Please extract every line of the records below that contains the word "wispy".

Dataset rows showing where objects appear:

--------

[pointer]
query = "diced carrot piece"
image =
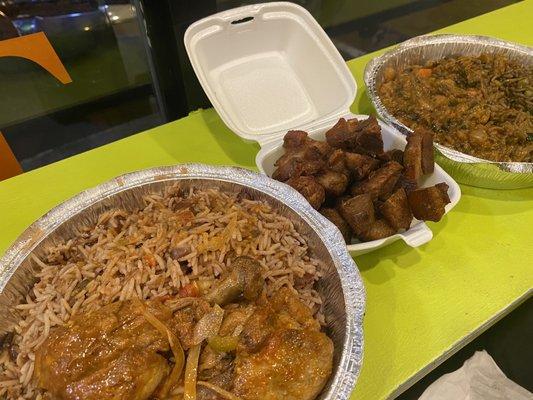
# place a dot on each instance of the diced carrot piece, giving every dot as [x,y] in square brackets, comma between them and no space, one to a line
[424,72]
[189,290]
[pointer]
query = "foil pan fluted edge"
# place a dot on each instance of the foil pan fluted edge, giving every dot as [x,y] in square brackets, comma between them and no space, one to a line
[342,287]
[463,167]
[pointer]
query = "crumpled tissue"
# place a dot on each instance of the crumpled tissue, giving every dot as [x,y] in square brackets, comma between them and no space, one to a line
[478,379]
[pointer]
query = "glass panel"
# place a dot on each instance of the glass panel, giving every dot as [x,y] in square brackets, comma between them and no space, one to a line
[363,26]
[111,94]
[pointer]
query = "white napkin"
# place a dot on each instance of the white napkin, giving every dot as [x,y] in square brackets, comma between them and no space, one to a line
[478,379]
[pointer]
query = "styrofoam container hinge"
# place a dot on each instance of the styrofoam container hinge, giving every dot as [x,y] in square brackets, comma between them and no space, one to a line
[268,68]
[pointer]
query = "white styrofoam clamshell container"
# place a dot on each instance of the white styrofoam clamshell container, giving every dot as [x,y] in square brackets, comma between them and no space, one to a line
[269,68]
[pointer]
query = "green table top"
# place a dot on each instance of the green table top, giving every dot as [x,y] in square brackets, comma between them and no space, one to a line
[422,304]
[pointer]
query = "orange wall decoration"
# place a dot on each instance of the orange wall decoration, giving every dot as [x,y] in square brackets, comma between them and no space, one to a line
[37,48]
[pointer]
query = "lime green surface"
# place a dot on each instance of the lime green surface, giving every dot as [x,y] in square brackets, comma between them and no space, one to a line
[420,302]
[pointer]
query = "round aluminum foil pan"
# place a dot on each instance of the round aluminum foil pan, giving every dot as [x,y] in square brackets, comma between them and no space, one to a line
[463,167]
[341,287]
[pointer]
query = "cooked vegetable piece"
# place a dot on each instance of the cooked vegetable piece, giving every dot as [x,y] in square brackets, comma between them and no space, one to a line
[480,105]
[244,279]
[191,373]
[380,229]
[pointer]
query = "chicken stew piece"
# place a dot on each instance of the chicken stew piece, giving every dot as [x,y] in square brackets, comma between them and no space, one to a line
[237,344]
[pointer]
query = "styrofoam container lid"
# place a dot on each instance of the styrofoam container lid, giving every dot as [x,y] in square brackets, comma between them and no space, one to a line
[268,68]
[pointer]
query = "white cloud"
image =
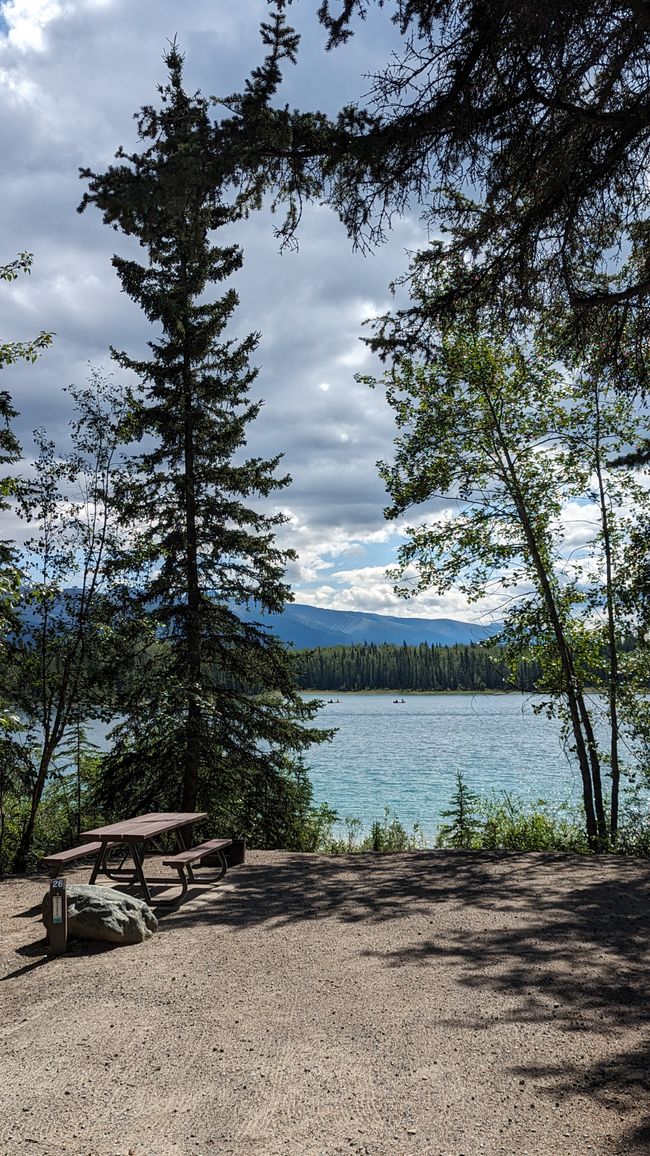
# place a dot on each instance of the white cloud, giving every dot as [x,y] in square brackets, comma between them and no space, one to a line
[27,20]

--------

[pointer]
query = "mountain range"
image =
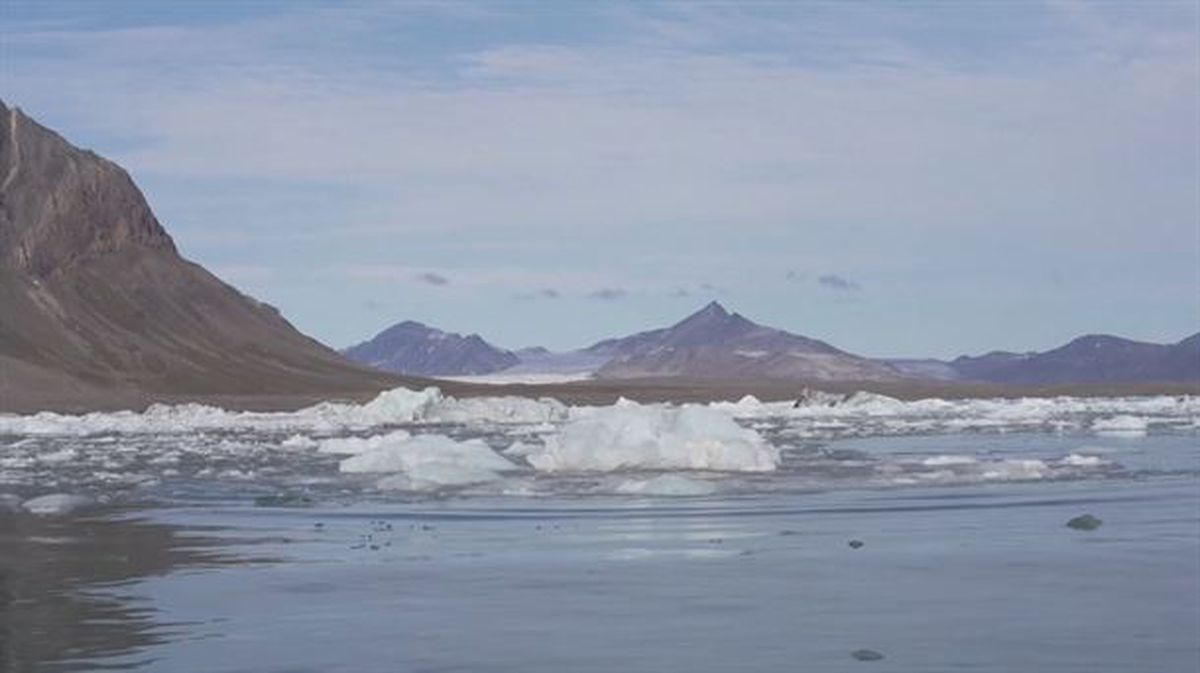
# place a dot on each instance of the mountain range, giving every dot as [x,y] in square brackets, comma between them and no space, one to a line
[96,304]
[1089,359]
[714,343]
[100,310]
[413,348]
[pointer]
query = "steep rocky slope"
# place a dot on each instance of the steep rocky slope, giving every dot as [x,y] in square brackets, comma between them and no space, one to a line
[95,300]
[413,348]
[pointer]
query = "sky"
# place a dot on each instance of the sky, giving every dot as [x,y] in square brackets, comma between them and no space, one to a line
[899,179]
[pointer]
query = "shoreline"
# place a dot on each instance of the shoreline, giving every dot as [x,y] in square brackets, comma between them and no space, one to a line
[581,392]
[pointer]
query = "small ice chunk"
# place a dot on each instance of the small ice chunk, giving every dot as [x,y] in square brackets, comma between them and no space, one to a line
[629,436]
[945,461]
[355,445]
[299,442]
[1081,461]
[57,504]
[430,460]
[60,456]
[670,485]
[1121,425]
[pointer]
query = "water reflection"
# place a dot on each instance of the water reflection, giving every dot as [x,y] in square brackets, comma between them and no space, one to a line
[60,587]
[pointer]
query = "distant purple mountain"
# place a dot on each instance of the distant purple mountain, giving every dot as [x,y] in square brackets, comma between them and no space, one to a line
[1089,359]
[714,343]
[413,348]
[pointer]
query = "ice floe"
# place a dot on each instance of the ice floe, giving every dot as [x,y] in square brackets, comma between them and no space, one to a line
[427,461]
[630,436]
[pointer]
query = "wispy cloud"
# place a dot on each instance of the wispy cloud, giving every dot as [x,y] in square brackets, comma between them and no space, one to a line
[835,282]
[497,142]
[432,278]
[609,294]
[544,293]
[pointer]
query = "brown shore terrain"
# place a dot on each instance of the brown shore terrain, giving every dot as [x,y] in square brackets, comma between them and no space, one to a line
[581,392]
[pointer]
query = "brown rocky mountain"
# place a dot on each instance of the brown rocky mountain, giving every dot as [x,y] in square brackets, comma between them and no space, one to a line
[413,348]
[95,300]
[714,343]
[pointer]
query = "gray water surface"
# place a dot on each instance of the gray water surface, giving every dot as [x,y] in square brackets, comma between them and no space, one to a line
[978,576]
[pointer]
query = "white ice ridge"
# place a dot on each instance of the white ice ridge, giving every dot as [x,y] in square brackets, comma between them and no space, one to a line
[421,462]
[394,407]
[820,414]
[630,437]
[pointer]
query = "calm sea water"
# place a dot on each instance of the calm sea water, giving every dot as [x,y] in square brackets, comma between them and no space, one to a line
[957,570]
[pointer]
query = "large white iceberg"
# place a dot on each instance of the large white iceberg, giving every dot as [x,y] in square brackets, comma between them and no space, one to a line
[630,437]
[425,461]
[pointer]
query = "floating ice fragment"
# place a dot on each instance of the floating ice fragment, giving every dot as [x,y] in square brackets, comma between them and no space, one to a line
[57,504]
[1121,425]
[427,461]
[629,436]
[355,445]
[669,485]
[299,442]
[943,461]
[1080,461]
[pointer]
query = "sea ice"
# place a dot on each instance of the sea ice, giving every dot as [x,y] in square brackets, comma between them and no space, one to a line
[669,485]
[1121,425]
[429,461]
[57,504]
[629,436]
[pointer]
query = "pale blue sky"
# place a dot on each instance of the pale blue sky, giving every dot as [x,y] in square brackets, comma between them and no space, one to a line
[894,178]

--------

# Answer in full
query = "wispy cloud"
# place a dot on each instance of the wispy cloud, giving every dot as [x,y] in square brackets, comma between them and no space, one to a line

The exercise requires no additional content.